*** SUPPLIED DATA Section Begins ***
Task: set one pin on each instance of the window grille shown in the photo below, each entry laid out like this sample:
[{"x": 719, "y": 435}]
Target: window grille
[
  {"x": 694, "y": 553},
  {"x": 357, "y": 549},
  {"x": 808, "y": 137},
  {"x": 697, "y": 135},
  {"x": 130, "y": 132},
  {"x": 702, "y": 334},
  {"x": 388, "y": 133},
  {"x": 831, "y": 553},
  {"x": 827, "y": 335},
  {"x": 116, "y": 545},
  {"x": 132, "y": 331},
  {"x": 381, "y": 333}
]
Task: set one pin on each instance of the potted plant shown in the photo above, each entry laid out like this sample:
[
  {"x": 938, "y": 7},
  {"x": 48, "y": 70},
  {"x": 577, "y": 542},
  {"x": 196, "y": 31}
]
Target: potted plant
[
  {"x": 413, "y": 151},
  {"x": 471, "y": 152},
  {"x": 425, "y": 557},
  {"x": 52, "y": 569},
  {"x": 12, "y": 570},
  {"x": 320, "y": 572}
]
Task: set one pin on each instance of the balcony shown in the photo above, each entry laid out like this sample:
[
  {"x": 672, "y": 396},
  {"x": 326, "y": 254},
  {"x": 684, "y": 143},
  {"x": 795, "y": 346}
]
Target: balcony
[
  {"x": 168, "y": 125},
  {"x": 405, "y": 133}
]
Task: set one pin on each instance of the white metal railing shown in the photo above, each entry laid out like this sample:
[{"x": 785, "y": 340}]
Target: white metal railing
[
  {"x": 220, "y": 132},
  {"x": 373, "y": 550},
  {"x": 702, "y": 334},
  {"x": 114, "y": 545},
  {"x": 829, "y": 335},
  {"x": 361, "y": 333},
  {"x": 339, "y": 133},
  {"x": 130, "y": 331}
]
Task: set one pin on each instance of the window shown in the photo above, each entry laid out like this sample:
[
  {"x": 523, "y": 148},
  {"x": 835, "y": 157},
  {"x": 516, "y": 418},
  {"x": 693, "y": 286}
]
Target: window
*** SUPPLIED DATA Section Ends ***
## TASK OBJECTIVE
Whenever the word "this" shows up in a line of the entries above, copy that line.

## ANSWER BOX
Task: set one pin on each instance of the window grille shown in the photo below, each entry laid out like this sample:
Task: set one pin on each instance of the potted plant shown in the photo above, each entry laid out like this sample:
Task: set one pin on each instance of the balcony shown in the photo above, each entry laid out like this sample:
Task: set one pin on each instance of the white metal railing shown in the photo above, each entry laid out like this sample:
Task: set one pin on each instance of the window shown in the photo above, each entry laid out like this sample:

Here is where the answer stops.